*TASK TO COMPLETE*
Write the records out again, precisely as they stand.
START DATA EXTRACT
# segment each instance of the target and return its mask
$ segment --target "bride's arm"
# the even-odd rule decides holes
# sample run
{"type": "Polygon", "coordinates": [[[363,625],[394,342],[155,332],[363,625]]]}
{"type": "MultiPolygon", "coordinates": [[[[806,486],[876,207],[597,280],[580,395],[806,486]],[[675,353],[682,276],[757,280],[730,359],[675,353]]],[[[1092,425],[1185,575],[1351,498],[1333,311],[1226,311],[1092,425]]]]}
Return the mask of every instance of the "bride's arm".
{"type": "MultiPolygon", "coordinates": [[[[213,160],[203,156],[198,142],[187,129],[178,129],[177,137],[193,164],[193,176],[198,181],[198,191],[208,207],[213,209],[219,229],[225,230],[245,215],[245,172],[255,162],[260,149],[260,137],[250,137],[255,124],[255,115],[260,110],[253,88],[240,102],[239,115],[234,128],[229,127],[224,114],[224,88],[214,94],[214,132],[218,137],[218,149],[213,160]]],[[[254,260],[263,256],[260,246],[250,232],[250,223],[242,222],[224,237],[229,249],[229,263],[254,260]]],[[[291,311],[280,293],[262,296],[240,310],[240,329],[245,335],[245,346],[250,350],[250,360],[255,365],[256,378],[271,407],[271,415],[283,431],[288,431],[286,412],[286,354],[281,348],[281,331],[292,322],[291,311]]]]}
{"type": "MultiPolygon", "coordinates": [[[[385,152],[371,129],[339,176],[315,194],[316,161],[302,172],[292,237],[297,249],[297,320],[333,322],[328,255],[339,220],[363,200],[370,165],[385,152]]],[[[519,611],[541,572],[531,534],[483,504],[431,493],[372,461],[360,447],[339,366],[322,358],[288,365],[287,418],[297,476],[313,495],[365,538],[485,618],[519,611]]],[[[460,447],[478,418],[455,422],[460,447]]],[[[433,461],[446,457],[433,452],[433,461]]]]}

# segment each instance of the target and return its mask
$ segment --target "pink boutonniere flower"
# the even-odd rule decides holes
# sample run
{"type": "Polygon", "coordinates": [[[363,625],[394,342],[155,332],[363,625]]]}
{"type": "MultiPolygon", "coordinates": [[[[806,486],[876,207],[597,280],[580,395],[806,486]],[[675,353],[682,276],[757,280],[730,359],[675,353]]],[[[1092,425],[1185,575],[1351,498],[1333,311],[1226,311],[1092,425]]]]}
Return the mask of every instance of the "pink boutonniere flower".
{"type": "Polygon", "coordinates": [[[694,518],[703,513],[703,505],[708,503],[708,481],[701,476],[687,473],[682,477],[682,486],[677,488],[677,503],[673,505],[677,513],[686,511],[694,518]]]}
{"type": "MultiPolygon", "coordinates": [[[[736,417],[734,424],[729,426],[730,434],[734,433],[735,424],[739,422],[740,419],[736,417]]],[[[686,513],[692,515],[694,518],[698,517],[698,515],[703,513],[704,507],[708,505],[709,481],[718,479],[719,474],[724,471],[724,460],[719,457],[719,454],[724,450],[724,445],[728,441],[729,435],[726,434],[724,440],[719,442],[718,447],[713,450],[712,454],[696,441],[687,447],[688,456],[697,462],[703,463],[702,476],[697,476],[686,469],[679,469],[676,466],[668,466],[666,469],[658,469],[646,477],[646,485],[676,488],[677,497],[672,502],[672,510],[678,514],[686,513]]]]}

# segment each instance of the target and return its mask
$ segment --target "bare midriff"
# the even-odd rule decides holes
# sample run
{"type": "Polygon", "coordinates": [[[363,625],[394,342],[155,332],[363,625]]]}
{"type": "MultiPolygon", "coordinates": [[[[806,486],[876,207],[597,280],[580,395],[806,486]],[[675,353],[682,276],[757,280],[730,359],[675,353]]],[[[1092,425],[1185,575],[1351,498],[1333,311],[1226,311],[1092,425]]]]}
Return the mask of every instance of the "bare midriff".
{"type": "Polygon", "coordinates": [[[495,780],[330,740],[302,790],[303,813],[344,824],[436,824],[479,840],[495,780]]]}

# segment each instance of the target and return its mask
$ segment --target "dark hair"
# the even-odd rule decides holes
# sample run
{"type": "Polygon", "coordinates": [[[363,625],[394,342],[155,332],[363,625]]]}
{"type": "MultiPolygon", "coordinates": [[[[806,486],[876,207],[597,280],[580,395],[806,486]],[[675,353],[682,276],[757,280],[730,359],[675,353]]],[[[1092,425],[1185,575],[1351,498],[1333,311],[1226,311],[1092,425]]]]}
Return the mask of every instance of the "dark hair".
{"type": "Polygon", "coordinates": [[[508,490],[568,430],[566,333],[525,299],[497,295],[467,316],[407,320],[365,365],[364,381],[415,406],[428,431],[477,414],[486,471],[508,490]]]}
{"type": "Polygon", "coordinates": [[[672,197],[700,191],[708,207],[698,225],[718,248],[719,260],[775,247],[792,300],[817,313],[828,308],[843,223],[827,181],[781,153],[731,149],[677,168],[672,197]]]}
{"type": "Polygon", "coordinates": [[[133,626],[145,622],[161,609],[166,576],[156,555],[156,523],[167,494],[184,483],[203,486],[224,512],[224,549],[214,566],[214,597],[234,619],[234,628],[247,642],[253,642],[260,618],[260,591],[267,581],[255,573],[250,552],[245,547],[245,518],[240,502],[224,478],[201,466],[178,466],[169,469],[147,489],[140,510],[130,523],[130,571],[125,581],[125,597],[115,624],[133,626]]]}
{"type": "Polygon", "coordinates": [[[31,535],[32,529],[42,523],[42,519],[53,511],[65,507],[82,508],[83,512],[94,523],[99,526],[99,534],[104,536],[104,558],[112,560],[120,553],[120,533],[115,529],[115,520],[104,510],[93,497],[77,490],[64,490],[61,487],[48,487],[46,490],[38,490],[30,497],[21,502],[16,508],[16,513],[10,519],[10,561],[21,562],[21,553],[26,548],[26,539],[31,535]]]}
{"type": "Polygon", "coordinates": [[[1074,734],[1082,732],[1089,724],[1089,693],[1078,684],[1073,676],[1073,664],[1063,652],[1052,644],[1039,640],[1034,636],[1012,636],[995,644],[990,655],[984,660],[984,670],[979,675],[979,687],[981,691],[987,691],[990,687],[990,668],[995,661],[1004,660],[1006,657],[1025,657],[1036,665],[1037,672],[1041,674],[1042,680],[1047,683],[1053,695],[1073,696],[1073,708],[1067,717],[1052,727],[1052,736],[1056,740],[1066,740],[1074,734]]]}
END DATA EXTRACT
*FINISHED TASK*
# segment each instance of the target and return its mask
$ segment --target "bride's arm"
# the even-odd rule decides holes
# sample run
{"type": "Polygon", "coordinates": [[[363,625],[394,342],[155,332],[363,625]]]}
{"type": "MultiPolygon", "coordinates": [[[[806,486],[876,207],[597,280],[580,395],[806,486]],[[675,353],[682,276],[757,280],[730,359],[675,353]]],[[[1092,425],[1185,575],[1351,498],[1333,311],[1226,311],[1092,425]]]]}
Return the mask of every instance of the "bride's arm".
{"type": "MultiPolygon", "coordinates": [[[[213,160],[203,156],[198,142],[187,129],[178,129],[177,137],[193,164],[193,176],[198,181],[198,191],[208,207],[213,209],[219,229],[225,230],[245,215],[245,172],[255,162],[260,149],[260,137],[250,137],[255,124],[255,115],[260,110],[253,88],[240,102],[239,115],[234,128],[229,127],[224,114],[224,88],[214,94],[214,132],[218,137],[218,149],[213,160]]],[[[254,260],[263,256],[260,246],[250,232],[250,223],[242,222],[224,237],[229,249],[229,263],[254,260]]],[[[291,311],[280,293],[262,296],[240,310],[240,329],[245,335],[245,346],[250,350],[250,360],[255,365],[256,378],[271,407],[271,415],[283,431],[288,431],[286,412],[286,354],[281,348],[281,331],[292,322],[291,311]]]]}
{"type": "MultiPolygon", "coordinates": [[[[385,152],[371,129],[339,176],[315,194],[316,161],[302,172],[292,237],[297,249],[297,320],[333,322],[328,255],[339,220],[363,200],[370,165],[385,152]]],[[[519,611],[541,572],[531,534],[483,504],[431,493],[372,461],[360,447],[339,366],[322,358],[288,365],[287,418],[297,476],[313,495],[365,538],[485,618],[519,611]]],[[[460,447],[478,418],[455,422],[460,447]]],[[[433,461],[446,457],[433,452],[433,461]]]]}

# segment each instance of the target and return its mask
$ segment --target "pink boutonniere flower"
# the even-odd rule decides holes
# sample run
{"type": "Polygon", "coordinates": [[[363,625],[394,342],[155,332],[363,625]]]}
{"type": "MultiPolygon", "coordinates": [[[[806,486],[876,207],[597,280],[580,395],[806,486]],[[675,353],[682,276],[757,280],[730,359],[675,353]]],[[[1092,425],[1185,575],[1351,498],[1333,311],[1226,311],[1092,425]]]]}
Return the mask of every instance of the "pink boutonniere flower".
{"type": "Polygon", "coordinates": [[[694,518],[703,513],[703,505],[708,503],[708,481],[701,476],[687,473],[682,477],[682,486],[677,488],[677,503],[673,505],[677,513],[686,511],[694,518]]]}
{"type": "MultiPolygon", "coordinates": [[[[736,417],[734,424],[729,426],[730,434],[734,433],[735,424],[739,422],[740,419],[736,417]]],[[[686,513],[692,515],[694,518],[698,517],[698,515],[703,513],[704,507],[708,505],[709,481],[718,479],[719,474],[724,471],[724,460],[719,457],[719,454],[724,450],[724,445],[728,441],[729,435],[726,434],[724,440],[719,442],[718,447],[713,450],[712,454],[696,441],[687,447],[688,456],[697,462],[703,463],[702,476],[697,476],[686,469],[679,469],[676,466],[668,466],[666,469],[658,469],[646,477],[646,485],[676,488],[677,497],[672,502],[672,510],[678,514],[686,513]]]]}

# segment each instance of the target and return its mask
$ segment --target "bare midriff"
# the even-odd rule decides holes
# sample run
{"type": "Polygon", "coordinates": [[[363,625],[394,342],[155,332],[363,625]]]}
{"type": "MultiPolygon", "coordinates": [[[[806,486],[876,207],[597,280],[580,395],[806,486]],[[675,353],[682,276],[757,280],[730,359],[675,353]]],[[[1092,425],[1185,575],[1351,498],[1333,311],[1226,311],[1092,425]]]]}
Return the mask of every instance of the "bare midriff".
{"type": "Polygon", "coordinates": [[[495,780],[330,740],[302,790],[303,813],[344,824],[436,824],[479,840],[495,780]]]}

# segment each instance of the target and return its mask
$ segment --target "dark hair"
# the even-odd rule decides holes
# sample run
{"type": "Polygon", "coordinates": [[[363,625],[394,342],[155,332],[363,625]]]}
{"type": "MultiPolygon", "coordinates": [[[[806,486],[876,207],[597,280],[580,395],[806,486]],[[675,353],[682,276],[757,280],[730,359],[675,353]]],[[[1092,425],[1185,575],[1351,498],[1333,311],[1226,311],[1092,425]]]]}
Return the mask of every instance of the "dark hair".
{"type": "Polygon", "coordinates": [[[508,490],[568,430],[566,333],[525,299],[497,295],[467,316],[407,320],[365,365],[364,381],[415,406],[428,431],[477,414],[486,471],[508,490]]]}
{"type": "Polygon", "coordinates": [[[672,197],[700,191],[708,207],[698,225],[718,248],[719,260],[775,247],[792,300],[817,313],[828,308],[843,223],[827,181],[781,153],[731,149],[677,168],[672,197]]]}
{"type": "Polygon", "coordinates": [[[133,626],[145,622],[161,609],[166,576],[156,555],[156,523],[167,494],[184,483],[203,486],[224,512],[224,549],[214,566],[214,597],[234,619],[234,628],[247,642],[253,642],[260,618],[260,591],[267,581],[255,573],[250,552],[245,547],[245,518],[240,502],[224,478],[201,466],[178,466],[169,469],[147,489],[140,510],[130,523],[130,571],[125,581],[125,597],[115,624],[133,626]]]}
{"type": "Polygon", "coordinates": [[[31,535],[32,529],[42,523],[42,519],[53,511],[65,507],[82,508],[83,512],[94,523],[99,526],[99,534],[104,536],[104,558],[112,560],[120,553],[120,533],[115,529],[115,520],[104,510],[93,497],[77,490],[64,490],[61,487],[48,487],[46,490],[38,490],[30,497],[21,502],[16,508],[16,513],[10,519],[10,561],[21,562],[21,553],[26,548],[26,539],[31,535]]]}
{"type": "Polygon", "coordinates": [[[1074,734],[1082,732],[1089,724],[1089,693],[1078,684],[1073,676],[1073,664],[1063,652],[1052,644],[1039,640],[1034,636],[1012,636],[995,644],[990,655],[984,660],[984,670],[979,675],[979,687],[981,691],[987,691],[990,687],[990,668],[995,661],[1004,660],[1006,657],[1025,657],[1036,665],[1037,672],[1041,674],[1042,680],[1047,683],[1053,695],[1073,696],[1073,708],[1067,717],[1052,727],[1052,736],[1056,740],[1066,740],[1074,734]]]}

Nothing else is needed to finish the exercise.